[begin MATERIAL TO PROCESS]
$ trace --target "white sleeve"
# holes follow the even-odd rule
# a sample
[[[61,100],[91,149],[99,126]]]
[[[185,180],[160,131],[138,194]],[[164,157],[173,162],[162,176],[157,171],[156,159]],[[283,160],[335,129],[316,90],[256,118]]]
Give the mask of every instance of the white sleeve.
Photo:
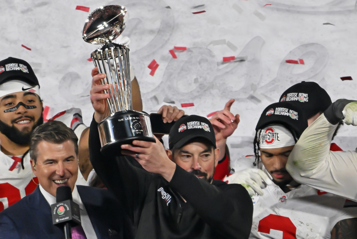
[[[61,121],[72,129],[79,140],[81,138],[83,130],[88,128],[83,123],[82,111],[78,108],[71,108],[60,112],[49,120],[49,121],[52,120]]]
[[[337,126],[319,116],[301,135],[286,169],[299,183],[357,201],[357,153],[330,151]]]

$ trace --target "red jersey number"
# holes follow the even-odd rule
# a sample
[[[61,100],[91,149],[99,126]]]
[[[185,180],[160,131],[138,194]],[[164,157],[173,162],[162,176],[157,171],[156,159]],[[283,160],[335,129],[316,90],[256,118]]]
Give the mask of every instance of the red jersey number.
[[[37,177],[34,178],[34,180],[36,183],[31,179],[30,182],[25,188],[25,191],[26,195],[29,194],[35,190],[37,186],[36,184],[39,183],[39,180]],[[0,184],[0,198],[6,198],[7,199],[7,202],[9,206],[16,203],[21,199],[21,195],[20,195],[20,190],[19,189],[9,183],[5,183]],[[0,201],[0,211],[3,210],[4,208],[4,204]]]
[[[296,239],[296,227],[289,218],[271,214],[259,221],[258,231],[270,234],[270,229],[283,232],[283,239]]]

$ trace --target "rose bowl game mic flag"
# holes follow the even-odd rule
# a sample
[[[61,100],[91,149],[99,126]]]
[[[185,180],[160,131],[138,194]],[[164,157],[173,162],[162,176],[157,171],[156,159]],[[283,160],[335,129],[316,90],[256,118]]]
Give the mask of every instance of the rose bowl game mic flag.
[[[57,188],[56,203],[51,205],[53,225],[64,228],[66,239],[71,238],[71,227],[81,224],[79,206],[72,200],[71,188],[61,186]]]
[end MATERIAL TO PROCESS]
Copy all of the entries above line for line, leaving out the pictures.

$ trace --target "white sleeve"
# holes follow the even-odd rule
# a sample
[[[61,100],[91,149],[99,126]]]
[[[185,180],[160,131],[138,194]],[[164,157],[173,162],[162,176],[157,171],[156,159]],[[283,160],[335,129],[316,90],[256,118]]]
Give the mask of every instance of the white sleeve.
Photo:
[[[61,121],[72,129],[79,140],[81,138],[83,130],[88,128],[83,123],[82,111],[78,108],[71,108],[60,112],[49,120],[49,121],[52,120]]]
[[[337,126],[319,116],[301,135],[286,169],[299,183],[357,201],[357,153],[330,151]]]

$ trace --target "red jersey number"
# holes follow the even-odd rule
# a sample
[[[61,100],[91,149],[99,126]]]
[[[185,180],[160,131],[138,194]],[[164,157],[173,162],[162,176],[157,171],[156,159]],[[283,160],[335,129],[316,90],[256,118]]]
Give the mask of every instance of the red jersey number.
[[[37,177],[34,178],[34,180],[36,183],[31,179],[30,182],[25,188],[25,191],[26,195],[29,194],[35,190],[37,186],[36,184],[39,183],[39,180]],[[0,184],[0,198],[6,198],[7,199],[7,202],[9,206],[16,203],[21,199],[21,195],[20,195],[20,190],[19,189],[9,183],[5,183]],[[0,201],[0,211],[3,210],[4,208],[4,204]]]
[[[296,239],[296,227],[289,218],[271,214],[259,221],[258,231],[270,234],[270,229],[283,232],[283,239]]]

$ trace --target "rose bowl game mic flag"
# holes follow the even-odd rule
# a sample
[[[61,100],[91,149],[99,126]]]
[[[185,180],[160,131],[138,194]],[[164,157],[173,162],[162,176],[157,171],[156,159]],[[283,160],[335,129],[316,90],[256,118]]]
Give the mask of every instance of the rose bowl game mic flag.
[[[57,188],[56,203],[51,205],[53,225],[64,228],[66,239],[71,238],[71,227],[81,224],[79,206],[72,200],[71,188],[61,186]]]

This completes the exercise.